▶ **Exercise description**: Please copy every one of the lines below word for word, omitting the pictures.

▶ **Input material**:
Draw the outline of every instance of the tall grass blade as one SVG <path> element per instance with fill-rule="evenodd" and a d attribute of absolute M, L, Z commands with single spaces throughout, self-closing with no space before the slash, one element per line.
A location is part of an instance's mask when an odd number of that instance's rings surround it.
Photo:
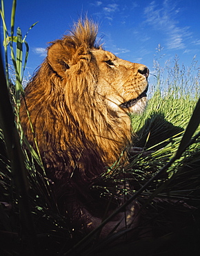
<path fill-rule="evenodd" d="M 30 243 L 32 250 L 37 244 L 34 227 L 29 207 L 27 171 L 24 165 L 24 156 L 21 151 L 19 134 L 15 126 L 14 116 L 10 102 L 6 80 L 0 55 L 0 126 L 2 128 L 8 158 L 11 163 L 13 180 L 18 192 L 18 200 L 23 231 L 26 241 Z"/>
<path fill-rule="evenodd" d="M 12 12 L 11 12 L 11 20 L 10 20 L 10 35 L 11 35 L 11 37 L 13 37 L 13 36 L 14 36 L 16 7 L 17 7 L 17 0 L 13 0 L 12 7 Z M 11 43 L 12 42 L 12 40 L 11 40 Z"/>
<path fill-rule="evenodd" d="M 192 117 L 190 120 L 188 125 L 186 129 L 186 131 L 183 136 L 181 141 L 180 143 L 179 147 L 176 154 L 176 157 L 179 158 L 183 152 L 188 147 L 188 143 L 190 141 L 190 139 L 197 130 L 199 125 L 200 123 L 200 98 L 199 99 L 195 109 L 193 111 Z"/>
<path fill-rule="evenodd" d="M 5 14 L 4 14 L 4 3 L 3 0 L 1 0 L 1 17 L 3 22 L 3 47 L 5 53 L 5 68 L 6 68 L 6 80 L 7 86 L 9 84 L 9 75 L 8 75 L 8 48 L 6 44 L 6 37 L 8 35 L 8 30 L 5 22 Z"/>

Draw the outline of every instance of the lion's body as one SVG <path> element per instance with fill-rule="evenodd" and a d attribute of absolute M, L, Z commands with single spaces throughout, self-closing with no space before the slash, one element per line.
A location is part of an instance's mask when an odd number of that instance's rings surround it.
<path fill-rule="evenodd" d="M 128 113 L 146 105 L 147 68 L 96 46 L 97 33 L 92 23 L 79 21 L 69 35 L 52 42 L 26 89 L 34 136 L 59 194 L 68 186 L 87 194 L 122 152 L 124 161 L 132 136 Z M 21 120 L 34 145 L 23 100 Z"/>

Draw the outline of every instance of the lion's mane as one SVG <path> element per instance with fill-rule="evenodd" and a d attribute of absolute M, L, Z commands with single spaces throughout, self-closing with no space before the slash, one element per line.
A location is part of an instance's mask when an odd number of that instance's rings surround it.
<path fill-rule="evenodd" d="M 36 139 L 59 195 L 72 190 L 87 197 L 94 179 L 123 152 L 124 161 L 131 143 L 128 115 L 109 108 L 97 90 L 102 72 L 92 53 L 101 49 L 95 44 L 97 28 L 88 20 L 79 21 L 52 42 L 26 89 L 26 104 L 21 100 L 24 133 L 34 147 Z"/>

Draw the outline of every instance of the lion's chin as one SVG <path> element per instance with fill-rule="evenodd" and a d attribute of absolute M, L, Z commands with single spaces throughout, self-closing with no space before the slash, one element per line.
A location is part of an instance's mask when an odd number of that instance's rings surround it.
<path fill-rule="evenodd" d="M 147 105 L 147 97 L 143 97 L 135 104 L 126 109 L 127 111 L 138 114 L 142 113 Z"/>
<path fill-rule="evenodd" d="M 128 112 L 141 113 L 142 113 L 147 104 L 148 86 L 146 90 L 141 93 L 137 98 L 132 99 L 119 105 L 121 109 L 126 110 Z"/>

▶ **Answer**:
Draw the outline of every instance of the tall grass blade as one SVG <path> element per instance with fill-rule="evenodd" and a d attribute of absolute M, L, Z commands with single spaces throughout, self-closing with no space before the slash, one element per line.
A location is part of an instance's mask when an odd number of that instance's rings surround it.
Photo:
<path fill-rule="evenodd" d="M 30 243 L 32 250 L 37 244 L 34 227 L 29 207 L 27 171 L 24 165 L 24 156 L 21 151 L 19 134 L 15 126 L 14 116 L 10 102 L 6 80 L 0 55 L 0 126 L 2 128 L 8 158 L 11 163 L 13 180 L 18 192 L 18 200 L 23 231 L 26 241 Z"/>
<path fill-rule="evenodd" d="M 12 12 L 11 12 L 11 20 L 10 20 L 10 35 L 11 35 L 11 37 L 13 37 L 13 36 L 14 36 L 16 7 L 17 7 L 17 0 L 13 0 L 12 7 Z M 11 43 L 12 42 L 12 40 L 11 40 Z"/>
<path fill-rule="evenodd" d="M 192 117 L 190 120 L 188 125 L 186 129 L 186 131 L 183 136 L 181 141 L 180 143 L 179 147 L 176 154 L 176 157 L 179 158 L 183 152 L 188 147 L 188 143 L 190 141 L 190 139 L 197 130 L 199 125 L 200 123 L 200 98 L 199 99 L 195 109 L 193 111 Z"/>
<path fill-rule="evenodd" d="M 5 14 L 4 14 L 4 3 L 3 0 L 1 0 L 1 17 L 3 22 L 3 47 L 5 53 L 5 68 L 6 68 L 6 80 L 7 86 L 9 84 L 9 75 L 8 75 L 8 48 L 6 44 L 6 37 L 8 35 L 8 30 L 5 22 Z"/>

Draw the outline of every instance of the lion's body as one SVG <path> element per instance with fill-rule="evenodd" and a d attribute of absolute M, L, Z commands with single spaces throughout, self-closing with no space before the slash, one element per line.
A location is part of an instance's mask when an odd number of that instance's rings surround it.
<path fill-rule="evenodd" d="M 128 113 L 146 105 L 147 68 L 96 46 L 97 33 L 92 23 L 79 21 L 69 35 L 52 42 L 26 89 L 34 136 L 59 194 L 68 186 L 87 194 L 122 152 L 124 161 L 132 136 Z M 21 120 L 34 145 L 23 100 Z"/>

Draw the outline of every instance of the lion's mane as one SVG <path> element per instance with fill-rule="evenodd" and a d attribute of absolute M, L, Z commands with single spaces throughout, self-closing with no space before the slash, one element per line.
A location is part of an instance's mask when an odd number of that instance's rings surround it.
<path fill-rule="evenodd" d="M 36 139 L 59 195 L 72 190 L 87 197 L 94 179 L 123 152 L 124 161 L 131 143 L 128 115 L 109 108 L 97 90 L 102 72 L 92 53 L 101 49 L 95 44 L 97 28 L 88 20 L 79 21 L 52 42 L 26 89 L 26 104 L 21 100 L 24 133 L 34 147 Z"/>

Draw the outline of every instance of the lion's chin as one SVG <path> element per instance with fill-rule="evenodd" and a d attribute of absolute M, L, Z commands with single spaces throughout, self-closing with no space before the slash, one element per line.
A location is part of an instance's mask when an odd number of that instance's rings surround it.
<path fill-rule="evenodd" d="M 147 105 L 147 97 L 143 97 L 135 104 L 126 109 L 127 111 L 138 114 L 142 113 Z"/>
<path fill-rule="evenodd" d="M 128 112 L 141 113 L 142 113 L 147 104 L 148 86 L 146 90 L 141 93 L 137 98 L 132 99 L 119 105 L 121 109 L 126 110 Z"/>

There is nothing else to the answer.